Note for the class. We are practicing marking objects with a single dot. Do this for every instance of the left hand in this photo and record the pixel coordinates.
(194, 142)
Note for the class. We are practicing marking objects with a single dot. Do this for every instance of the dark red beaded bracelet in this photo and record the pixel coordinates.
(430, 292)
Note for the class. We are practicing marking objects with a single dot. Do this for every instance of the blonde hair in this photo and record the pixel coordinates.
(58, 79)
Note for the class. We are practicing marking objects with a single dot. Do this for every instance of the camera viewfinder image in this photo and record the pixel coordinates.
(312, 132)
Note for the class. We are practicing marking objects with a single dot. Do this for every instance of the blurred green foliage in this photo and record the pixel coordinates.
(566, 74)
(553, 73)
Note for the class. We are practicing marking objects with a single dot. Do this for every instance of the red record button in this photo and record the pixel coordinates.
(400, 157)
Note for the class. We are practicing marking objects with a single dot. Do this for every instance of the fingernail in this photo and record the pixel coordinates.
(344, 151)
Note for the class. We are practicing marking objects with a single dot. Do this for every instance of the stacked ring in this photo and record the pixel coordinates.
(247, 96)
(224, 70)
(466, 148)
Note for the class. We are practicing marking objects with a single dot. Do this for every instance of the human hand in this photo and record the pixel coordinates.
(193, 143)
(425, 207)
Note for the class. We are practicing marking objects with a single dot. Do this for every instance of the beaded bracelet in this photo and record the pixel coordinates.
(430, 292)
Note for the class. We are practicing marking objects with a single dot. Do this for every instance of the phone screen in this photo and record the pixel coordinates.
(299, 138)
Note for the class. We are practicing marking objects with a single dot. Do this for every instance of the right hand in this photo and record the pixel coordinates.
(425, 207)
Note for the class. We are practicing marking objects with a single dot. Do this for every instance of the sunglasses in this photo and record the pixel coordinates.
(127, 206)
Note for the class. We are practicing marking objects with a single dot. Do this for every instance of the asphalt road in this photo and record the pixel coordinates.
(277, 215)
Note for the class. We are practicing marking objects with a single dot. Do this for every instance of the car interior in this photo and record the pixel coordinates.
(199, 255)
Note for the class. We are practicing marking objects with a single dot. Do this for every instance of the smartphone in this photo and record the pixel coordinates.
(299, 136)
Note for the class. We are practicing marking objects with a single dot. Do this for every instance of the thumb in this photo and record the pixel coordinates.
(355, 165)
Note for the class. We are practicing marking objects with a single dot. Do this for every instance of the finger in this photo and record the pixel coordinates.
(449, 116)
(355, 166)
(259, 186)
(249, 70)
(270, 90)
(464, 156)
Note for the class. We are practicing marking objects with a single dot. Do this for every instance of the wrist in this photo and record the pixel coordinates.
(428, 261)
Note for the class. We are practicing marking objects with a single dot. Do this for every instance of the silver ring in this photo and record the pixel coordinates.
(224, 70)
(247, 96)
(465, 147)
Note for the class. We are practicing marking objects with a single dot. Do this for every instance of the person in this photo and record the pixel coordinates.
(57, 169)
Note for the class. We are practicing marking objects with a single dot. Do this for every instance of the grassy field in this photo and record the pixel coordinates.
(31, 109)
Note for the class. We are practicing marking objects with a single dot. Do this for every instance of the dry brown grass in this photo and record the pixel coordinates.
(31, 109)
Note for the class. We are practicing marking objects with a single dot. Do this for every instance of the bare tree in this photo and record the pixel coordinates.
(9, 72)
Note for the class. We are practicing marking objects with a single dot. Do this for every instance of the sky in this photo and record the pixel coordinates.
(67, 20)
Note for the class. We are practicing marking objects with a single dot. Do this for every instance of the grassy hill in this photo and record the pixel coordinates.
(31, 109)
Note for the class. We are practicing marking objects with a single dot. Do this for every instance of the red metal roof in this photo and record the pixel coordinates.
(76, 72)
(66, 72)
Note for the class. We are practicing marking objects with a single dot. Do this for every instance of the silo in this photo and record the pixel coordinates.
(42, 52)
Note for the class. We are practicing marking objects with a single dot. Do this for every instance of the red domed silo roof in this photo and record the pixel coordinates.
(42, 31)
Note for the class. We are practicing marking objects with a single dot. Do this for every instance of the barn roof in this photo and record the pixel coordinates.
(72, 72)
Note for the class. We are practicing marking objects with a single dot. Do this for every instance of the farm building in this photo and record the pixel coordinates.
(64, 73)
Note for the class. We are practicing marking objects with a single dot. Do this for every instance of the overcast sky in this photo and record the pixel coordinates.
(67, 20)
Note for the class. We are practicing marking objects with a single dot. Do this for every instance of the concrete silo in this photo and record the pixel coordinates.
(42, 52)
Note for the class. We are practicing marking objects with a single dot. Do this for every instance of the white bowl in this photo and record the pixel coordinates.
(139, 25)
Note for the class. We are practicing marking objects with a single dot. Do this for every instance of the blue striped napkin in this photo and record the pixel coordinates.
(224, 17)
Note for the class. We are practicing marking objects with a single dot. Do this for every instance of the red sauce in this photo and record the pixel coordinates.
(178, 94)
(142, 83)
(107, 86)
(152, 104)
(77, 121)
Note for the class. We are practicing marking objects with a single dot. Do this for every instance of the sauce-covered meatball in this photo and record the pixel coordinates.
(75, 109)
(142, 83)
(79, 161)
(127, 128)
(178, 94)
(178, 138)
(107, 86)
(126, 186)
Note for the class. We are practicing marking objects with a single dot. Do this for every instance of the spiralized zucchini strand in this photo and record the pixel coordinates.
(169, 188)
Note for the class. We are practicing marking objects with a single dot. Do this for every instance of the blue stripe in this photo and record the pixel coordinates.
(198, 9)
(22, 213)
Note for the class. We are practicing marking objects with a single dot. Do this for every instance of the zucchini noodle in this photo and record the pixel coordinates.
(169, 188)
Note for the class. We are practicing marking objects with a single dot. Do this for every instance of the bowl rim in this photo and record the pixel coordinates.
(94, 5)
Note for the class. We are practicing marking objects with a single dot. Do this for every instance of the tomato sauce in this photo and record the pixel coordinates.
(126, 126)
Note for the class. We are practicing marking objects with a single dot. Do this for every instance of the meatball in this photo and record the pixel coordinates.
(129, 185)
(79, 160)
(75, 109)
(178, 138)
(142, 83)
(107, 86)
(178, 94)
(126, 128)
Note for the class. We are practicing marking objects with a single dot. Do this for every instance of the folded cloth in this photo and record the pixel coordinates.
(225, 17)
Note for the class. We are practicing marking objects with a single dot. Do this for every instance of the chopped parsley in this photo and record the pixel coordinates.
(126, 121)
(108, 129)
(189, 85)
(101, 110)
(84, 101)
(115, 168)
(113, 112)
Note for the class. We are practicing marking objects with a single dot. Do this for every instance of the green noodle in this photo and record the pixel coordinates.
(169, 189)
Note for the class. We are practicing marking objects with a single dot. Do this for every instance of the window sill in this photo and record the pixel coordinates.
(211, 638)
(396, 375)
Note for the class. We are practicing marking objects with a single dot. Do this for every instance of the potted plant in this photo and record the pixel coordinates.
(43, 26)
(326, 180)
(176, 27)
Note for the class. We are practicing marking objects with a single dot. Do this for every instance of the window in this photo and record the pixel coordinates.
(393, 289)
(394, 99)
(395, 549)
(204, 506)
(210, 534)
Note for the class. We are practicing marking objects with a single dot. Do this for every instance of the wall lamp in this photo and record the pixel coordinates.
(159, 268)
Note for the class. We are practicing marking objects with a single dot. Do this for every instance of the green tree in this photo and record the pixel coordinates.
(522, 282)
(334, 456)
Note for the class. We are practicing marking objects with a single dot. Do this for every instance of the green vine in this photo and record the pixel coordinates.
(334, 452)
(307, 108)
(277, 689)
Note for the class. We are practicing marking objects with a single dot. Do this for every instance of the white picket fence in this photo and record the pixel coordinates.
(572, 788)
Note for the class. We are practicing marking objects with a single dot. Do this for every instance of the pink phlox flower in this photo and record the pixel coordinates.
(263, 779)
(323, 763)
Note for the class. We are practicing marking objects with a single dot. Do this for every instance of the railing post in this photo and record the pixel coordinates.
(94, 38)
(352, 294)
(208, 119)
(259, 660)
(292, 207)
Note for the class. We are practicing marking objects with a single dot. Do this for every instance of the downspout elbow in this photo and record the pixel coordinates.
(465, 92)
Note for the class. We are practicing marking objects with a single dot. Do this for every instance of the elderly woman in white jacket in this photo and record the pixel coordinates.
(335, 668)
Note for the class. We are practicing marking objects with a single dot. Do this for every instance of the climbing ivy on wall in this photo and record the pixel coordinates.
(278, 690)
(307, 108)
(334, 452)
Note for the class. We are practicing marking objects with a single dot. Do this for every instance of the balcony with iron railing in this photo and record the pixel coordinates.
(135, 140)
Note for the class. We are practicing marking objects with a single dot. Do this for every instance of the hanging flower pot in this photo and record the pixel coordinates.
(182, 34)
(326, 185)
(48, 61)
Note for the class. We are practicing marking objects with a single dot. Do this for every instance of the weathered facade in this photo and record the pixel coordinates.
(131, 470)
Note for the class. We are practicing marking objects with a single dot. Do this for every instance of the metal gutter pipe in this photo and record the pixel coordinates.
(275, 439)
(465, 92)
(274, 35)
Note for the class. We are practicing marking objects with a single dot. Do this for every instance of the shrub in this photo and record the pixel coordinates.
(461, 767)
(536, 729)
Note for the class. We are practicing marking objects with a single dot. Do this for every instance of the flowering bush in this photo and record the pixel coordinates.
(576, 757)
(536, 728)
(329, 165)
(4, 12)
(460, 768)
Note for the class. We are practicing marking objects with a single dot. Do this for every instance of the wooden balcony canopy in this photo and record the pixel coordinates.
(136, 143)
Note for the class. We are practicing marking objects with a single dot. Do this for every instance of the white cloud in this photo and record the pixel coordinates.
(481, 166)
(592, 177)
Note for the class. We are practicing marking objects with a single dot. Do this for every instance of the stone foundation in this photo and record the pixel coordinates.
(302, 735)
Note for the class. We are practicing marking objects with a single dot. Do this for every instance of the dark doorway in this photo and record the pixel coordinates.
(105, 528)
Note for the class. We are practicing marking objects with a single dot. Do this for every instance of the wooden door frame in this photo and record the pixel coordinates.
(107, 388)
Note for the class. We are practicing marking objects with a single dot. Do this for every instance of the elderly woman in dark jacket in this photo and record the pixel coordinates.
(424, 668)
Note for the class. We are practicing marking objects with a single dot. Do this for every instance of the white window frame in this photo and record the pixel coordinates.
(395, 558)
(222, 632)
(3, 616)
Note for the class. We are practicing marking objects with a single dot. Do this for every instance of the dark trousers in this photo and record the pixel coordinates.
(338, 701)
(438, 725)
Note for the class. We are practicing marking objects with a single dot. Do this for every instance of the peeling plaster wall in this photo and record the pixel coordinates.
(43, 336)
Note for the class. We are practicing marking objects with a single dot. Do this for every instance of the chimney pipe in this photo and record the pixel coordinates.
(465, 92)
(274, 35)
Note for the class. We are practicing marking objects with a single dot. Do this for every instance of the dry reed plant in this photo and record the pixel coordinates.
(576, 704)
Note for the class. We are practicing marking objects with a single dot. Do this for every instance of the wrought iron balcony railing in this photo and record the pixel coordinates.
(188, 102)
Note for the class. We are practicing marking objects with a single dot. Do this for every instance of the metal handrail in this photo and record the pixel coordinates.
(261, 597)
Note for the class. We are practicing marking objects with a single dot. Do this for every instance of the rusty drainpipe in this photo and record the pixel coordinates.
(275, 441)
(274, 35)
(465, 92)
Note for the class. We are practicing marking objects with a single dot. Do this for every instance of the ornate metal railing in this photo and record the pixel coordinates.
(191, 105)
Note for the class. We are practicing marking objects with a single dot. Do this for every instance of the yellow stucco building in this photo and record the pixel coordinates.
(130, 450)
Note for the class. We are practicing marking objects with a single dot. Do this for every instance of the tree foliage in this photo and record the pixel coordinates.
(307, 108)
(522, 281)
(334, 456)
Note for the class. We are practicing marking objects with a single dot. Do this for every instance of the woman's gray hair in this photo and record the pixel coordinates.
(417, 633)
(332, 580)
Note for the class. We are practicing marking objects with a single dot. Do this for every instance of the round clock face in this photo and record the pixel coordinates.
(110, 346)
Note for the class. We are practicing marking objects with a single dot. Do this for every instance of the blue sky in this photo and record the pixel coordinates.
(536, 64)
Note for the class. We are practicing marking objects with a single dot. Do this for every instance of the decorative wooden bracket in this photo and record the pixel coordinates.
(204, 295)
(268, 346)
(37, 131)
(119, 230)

= WRITTEN INSTRUCTION =
What are the lines from the one with "of the ornate" through the last line of the records above? Quote them exactly and add nothing.

= TASK ANSWER =
Note for the class. We are practicing marking objects with a single dot. Do this for every instance of the ornate metal railing in this photo and record the pixel coordinates.
(191, 105)
Note for the class. We are practicing marking objects with a single dot. Do this for every instance of the yellow stucco building in this photo and record the pixel coordinates.
(130, 450)
Note for the class. We are practicing marking objects with a single dot. Do this for every instance of the tree foliage in this photo and record the pixel coordinates.
(307, 108)
(522, 281)
(334, 456)
Note for the class. We are practicing marking objects with a single dot. Do this for every instance of the woman's gray hair in this photo and record the pixel coordinates.
(417, 633)
(332, 580)
Note for the class. We are practicing marking objects with a single dot. Do this for every instance of the round clock face in this photo and record the pixel coordinates.
(110, 346)
Note for the class. We are practicing marking objects with a single dot. Do this for every instance of the blue sky in this photo and record the pixel coordinates.
(536, 64)
Note for the class. We are practicing marking objects with a single dot. Do this for every instance of the decorative wooden bracket in this photo and record the pixel coordinates.
(204, 295)
(268, 346)
(37, 131)
(119, 230)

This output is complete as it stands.